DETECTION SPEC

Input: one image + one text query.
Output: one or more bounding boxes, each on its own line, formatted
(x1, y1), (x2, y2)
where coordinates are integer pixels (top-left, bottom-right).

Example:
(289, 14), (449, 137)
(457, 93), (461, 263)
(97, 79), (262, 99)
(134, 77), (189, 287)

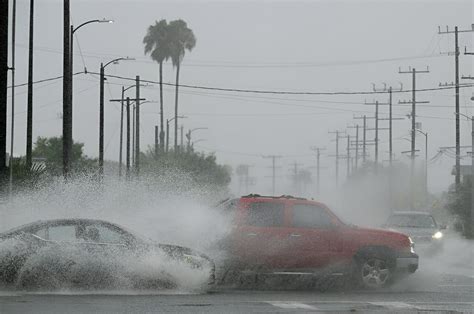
# # # #
● Aim
Collect each line of the listing above that contains the string "bottom".

● Exercise solution
where coordinates are integer pixels (top-left, bottom-right).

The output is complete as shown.